Region pointing data
************
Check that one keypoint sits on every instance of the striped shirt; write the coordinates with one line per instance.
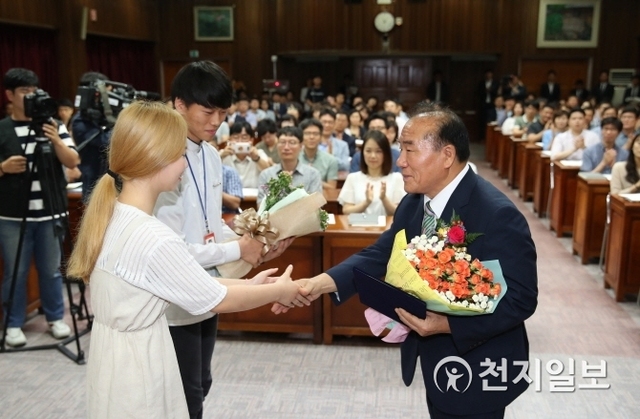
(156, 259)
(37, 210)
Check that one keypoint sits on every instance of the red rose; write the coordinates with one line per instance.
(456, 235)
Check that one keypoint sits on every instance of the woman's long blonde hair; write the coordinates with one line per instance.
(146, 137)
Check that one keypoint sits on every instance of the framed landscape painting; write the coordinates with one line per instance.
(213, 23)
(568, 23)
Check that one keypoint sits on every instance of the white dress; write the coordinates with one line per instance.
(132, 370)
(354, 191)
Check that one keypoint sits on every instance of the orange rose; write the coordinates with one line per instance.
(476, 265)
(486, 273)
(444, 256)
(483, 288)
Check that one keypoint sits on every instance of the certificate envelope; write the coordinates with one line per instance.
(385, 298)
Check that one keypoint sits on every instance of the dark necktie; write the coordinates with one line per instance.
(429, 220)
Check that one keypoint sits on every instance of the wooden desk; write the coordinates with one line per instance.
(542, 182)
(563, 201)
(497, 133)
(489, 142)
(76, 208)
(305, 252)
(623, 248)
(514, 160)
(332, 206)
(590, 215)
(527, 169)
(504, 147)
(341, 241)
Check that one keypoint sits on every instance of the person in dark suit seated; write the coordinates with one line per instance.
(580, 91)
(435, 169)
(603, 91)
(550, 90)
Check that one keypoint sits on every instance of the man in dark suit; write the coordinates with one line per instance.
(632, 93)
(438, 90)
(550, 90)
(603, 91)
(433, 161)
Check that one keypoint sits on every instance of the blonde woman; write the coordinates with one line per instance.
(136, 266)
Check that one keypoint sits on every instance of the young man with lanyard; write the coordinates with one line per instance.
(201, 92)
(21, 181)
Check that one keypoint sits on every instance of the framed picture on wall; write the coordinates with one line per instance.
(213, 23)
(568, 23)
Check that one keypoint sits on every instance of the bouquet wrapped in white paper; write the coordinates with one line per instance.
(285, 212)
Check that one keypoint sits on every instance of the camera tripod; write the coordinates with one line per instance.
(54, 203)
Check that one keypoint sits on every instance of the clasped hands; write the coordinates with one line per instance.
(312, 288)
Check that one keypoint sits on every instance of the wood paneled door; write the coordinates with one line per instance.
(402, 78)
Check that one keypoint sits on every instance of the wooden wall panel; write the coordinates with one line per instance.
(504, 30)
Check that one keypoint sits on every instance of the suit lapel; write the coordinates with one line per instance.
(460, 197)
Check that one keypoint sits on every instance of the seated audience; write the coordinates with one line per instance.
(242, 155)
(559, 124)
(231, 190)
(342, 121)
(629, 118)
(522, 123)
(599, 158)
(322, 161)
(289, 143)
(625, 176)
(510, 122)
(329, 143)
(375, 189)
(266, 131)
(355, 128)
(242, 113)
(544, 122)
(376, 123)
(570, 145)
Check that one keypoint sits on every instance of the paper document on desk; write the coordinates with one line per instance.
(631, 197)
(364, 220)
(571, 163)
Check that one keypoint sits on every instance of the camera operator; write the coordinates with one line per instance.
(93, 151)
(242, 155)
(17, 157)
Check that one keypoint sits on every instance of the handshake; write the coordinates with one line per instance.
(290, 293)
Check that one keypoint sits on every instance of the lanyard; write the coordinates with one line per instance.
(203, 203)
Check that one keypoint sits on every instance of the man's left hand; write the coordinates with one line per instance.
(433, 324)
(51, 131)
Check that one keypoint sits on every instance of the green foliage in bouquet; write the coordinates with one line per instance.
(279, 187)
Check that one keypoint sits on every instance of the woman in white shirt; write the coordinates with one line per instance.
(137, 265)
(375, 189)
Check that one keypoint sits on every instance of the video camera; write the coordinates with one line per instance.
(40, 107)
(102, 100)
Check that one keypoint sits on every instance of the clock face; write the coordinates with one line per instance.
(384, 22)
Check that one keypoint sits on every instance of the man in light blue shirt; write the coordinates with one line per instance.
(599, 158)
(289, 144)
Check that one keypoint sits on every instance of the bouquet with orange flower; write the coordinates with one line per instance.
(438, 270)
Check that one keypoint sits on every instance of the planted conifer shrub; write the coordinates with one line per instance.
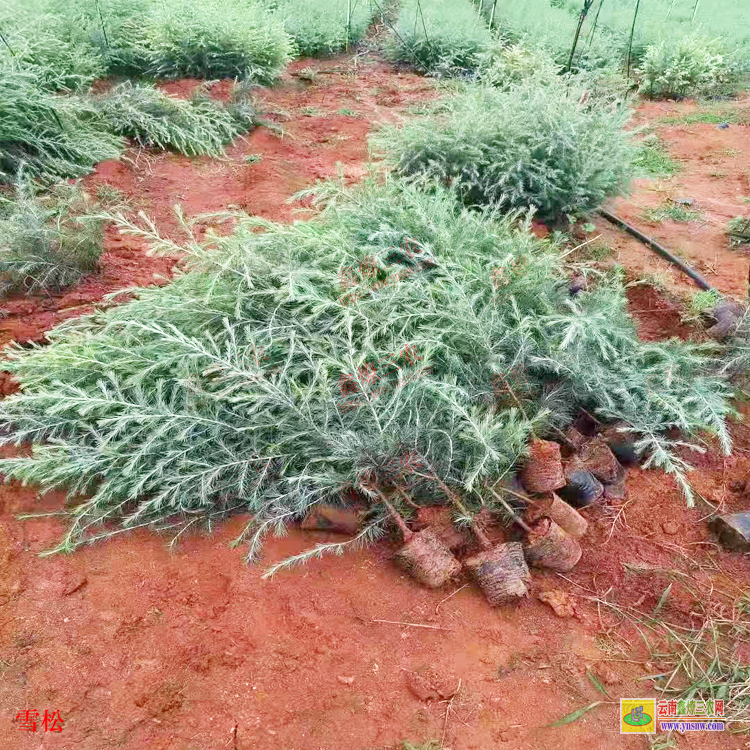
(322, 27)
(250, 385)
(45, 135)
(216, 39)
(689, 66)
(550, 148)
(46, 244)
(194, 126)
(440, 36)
************
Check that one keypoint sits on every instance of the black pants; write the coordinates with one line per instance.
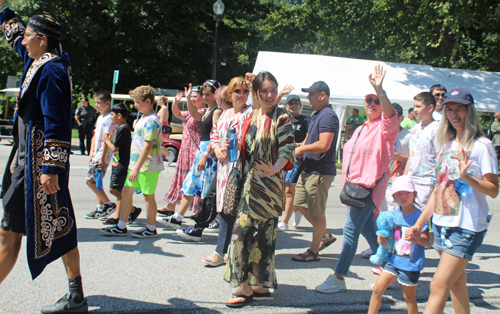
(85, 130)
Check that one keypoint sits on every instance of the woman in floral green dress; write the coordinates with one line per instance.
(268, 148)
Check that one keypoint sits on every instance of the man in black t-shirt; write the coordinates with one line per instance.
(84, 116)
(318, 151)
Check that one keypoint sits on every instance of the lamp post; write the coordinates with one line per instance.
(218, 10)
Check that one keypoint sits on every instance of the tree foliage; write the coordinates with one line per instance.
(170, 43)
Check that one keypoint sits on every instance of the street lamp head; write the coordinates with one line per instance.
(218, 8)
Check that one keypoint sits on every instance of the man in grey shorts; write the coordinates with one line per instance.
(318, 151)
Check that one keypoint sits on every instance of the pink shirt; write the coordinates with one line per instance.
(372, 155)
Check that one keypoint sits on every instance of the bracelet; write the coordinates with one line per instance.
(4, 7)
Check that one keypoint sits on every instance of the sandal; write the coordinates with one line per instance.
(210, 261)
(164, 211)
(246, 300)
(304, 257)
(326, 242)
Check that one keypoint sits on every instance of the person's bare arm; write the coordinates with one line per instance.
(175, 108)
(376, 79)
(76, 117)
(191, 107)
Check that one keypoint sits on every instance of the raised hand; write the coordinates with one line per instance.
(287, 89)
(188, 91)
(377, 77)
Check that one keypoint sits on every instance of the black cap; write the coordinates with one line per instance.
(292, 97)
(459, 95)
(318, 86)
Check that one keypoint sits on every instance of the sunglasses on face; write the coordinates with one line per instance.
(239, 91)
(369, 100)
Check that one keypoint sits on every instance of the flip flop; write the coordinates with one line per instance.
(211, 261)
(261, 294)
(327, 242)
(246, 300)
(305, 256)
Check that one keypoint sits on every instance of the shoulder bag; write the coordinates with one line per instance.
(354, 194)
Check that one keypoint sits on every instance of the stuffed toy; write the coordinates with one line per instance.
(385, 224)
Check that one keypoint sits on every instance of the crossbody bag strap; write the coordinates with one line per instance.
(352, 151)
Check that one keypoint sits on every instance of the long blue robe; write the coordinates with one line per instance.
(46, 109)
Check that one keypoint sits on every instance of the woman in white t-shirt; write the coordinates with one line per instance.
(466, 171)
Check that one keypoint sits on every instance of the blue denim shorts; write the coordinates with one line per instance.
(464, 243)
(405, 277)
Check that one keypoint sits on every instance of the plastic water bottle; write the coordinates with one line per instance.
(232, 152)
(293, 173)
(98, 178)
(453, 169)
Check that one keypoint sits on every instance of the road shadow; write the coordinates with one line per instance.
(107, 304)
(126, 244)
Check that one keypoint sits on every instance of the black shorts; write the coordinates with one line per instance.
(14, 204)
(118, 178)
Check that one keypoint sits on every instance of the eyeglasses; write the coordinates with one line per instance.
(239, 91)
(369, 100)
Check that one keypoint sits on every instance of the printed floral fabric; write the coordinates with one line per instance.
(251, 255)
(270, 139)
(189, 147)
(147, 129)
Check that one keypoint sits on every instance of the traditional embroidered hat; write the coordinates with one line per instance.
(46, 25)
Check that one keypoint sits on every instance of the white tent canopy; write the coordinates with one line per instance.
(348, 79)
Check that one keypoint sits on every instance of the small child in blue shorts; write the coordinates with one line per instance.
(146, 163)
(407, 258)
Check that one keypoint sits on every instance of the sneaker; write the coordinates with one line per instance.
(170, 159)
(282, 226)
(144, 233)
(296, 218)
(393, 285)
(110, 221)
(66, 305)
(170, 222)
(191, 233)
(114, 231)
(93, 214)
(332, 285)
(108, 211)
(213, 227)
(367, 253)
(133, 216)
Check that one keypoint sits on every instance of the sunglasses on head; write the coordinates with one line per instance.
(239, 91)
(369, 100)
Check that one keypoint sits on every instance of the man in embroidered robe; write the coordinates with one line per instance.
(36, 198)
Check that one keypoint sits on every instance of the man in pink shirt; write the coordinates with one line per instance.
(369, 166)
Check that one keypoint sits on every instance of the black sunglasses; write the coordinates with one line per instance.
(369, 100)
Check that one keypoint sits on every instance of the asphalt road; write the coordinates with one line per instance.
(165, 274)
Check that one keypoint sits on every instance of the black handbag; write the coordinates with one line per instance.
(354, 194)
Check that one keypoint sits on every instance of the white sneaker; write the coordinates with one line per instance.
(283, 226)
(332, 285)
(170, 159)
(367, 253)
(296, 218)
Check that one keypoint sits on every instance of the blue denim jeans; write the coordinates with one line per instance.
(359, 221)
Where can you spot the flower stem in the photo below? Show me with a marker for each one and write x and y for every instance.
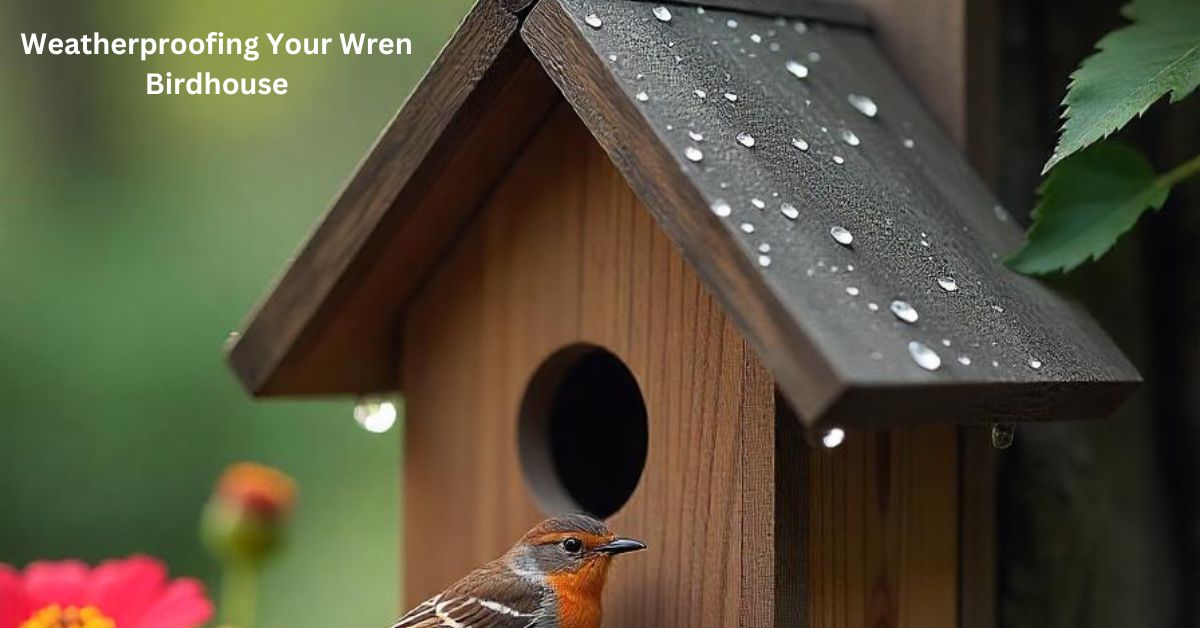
************
Your answer should consist of the lines from the line with "Check that one keypoint sits on every instance of the asphalt" to the line with "Where can you" above, repeated exactly, both ends included.

Check that one keypoint sits on every instance of the asphalt road; write the coordinates with one line per instance.
(165, 274)
Check that one keypoint sits on every instance of the black handbag; write the coordinates with one line per instance.
(354, 194)
Check that one keypoint sits on every instance of the white sneaker; write the coordinates with one line per instance.
(283, 226)
(332, 285)
(170, 159)
(367, 253)
(296, 218)
Check that one keypoint sits on every instance of the blue denim jeans; write the coordinates with one line per instance.
(359, 221)
Where can you spot the flower stem in the photo below? Show me with a marker for each one and write x and y for every instance.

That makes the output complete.